Entries taken from a collection:
:::::
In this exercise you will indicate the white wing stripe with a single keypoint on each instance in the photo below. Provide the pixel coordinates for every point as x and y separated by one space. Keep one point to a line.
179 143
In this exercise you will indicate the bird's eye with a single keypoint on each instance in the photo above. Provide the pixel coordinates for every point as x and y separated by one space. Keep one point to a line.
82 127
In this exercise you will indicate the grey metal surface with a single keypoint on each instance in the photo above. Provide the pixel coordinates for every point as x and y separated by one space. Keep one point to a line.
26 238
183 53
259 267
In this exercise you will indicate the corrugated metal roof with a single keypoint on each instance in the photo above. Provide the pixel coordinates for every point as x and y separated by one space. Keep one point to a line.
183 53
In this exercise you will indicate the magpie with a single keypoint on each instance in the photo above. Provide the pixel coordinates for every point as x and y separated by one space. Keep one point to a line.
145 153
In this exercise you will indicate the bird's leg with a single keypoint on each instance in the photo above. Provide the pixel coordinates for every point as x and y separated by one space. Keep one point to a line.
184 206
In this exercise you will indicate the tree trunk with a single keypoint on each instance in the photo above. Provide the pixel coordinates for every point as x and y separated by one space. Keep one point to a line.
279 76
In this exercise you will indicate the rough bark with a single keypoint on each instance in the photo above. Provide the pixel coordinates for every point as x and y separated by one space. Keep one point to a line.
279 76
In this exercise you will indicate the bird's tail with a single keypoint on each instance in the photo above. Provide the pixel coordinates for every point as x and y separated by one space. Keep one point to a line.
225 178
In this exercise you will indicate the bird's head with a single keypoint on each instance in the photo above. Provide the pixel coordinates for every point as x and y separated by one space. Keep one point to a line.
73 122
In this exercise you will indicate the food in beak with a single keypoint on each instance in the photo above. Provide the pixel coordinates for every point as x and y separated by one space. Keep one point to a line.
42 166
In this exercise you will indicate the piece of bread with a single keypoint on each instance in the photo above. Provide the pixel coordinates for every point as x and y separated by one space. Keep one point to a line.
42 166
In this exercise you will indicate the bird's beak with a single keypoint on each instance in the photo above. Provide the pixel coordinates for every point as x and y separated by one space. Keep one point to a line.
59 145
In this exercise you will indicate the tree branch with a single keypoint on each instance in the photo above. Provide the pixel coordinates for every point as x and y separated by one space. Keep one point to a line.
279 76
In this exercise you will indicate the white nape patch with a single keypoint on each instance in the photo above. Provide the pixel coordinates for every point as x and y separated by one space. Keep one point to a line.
:::::
=== Directions for this task ===
Give an exact copy of all the data shown above.

=== Solution for this problem ===
In this exercise you will indicate the white wing stripe with a single keypoint on each instance in the photo below. Provide the pixel coordinates for every point as x and y separated by one space. Keep one point to a line.
179 143
In this exercise you will indicate the bird's eye with a single keypoint on each instance in the photo above. Provide the pixel coordinates for every point as x and y separated by one space. Keep one point to a line.
82 127
In this exercise you will indicate the grey metal surface with a single keypoint on each instance in the photo above. Provide the pixel coordinates for every point as x and y separated by one space. Keep one point to a line.
26 238
183 53
259 267
In this exercise you will indicate the corrugated metal roof with a single keypoint on each instance in the photo above. Provide the pixel coordinates for every point as x and y separated by one space. Keep one point to a line.
183 53
In this exercise you will indicate the magpie with a single keypoint on each instance in the photo above. Provide the pixel coordinates for every point as x and y separated by one space. Keep one point to a line.
145 153
In this exercise you will indicate the bird's leg with a single keypoint on each instance in the photo above. Provide the pixel coordinates for every point as x and y separated by one space. Keep one point to a line.
184 206
In this exercise you will indicate the tree trunk with a single keypoint on each instance in the photo above. Provide the pixel coordinates for every point as x and y separated by one space. Keep one point to a line.
279 76
In this exercise you will indicate the rough bark with a single keypoint on each instance in the photo above. Provide the pixel coordinates for every point as x and y separated by one space. Keep one point to a line.
279 76
In this exercise you will indicate the bird's tail with a single keypoint on each instance in the photo above. Provide the pixel coordinates for every point as x and y separated by one space. Keep one point to a line.
225 178
In this exercise you will indicate the bird's head with a single keypoint on each instance in the photo above. Provide the pixel coordinates for every point as x and y separated by one space. Keep one point to a line.
73 122
In this exercise you will indicate the food in beak with a single keypoint on each instance in the photo above. Provide the pixel coordinates for every point as x and y separated by one space. Keep one point to a line.
42 166
In this exercise you will indicate the piece of bread with a single keypoint on each instance in the photo above. Provide the pixel coordinates for every point as x and y separated by one space. Keep one point to a line.
42 166
In this exercise you will indicate the bird's beak with a single keypoint on each instance in the photo above. Provide the pixel coordinates for every point as x and y separated by one space. Keep one point to a line.
59 145
In this exercise you will indicate the tree branch with a single keypoint on each instance in the photo above. Provide the pixel coordinates for every point as x and y separated by one space. Keep one point to a line.
279 76
In this exercise you will indicate the white nape patch with a single keypoint on each instance in the photo above. Provide the pixel coordinates for every point as x and y separated by one space. Keep one point to a line.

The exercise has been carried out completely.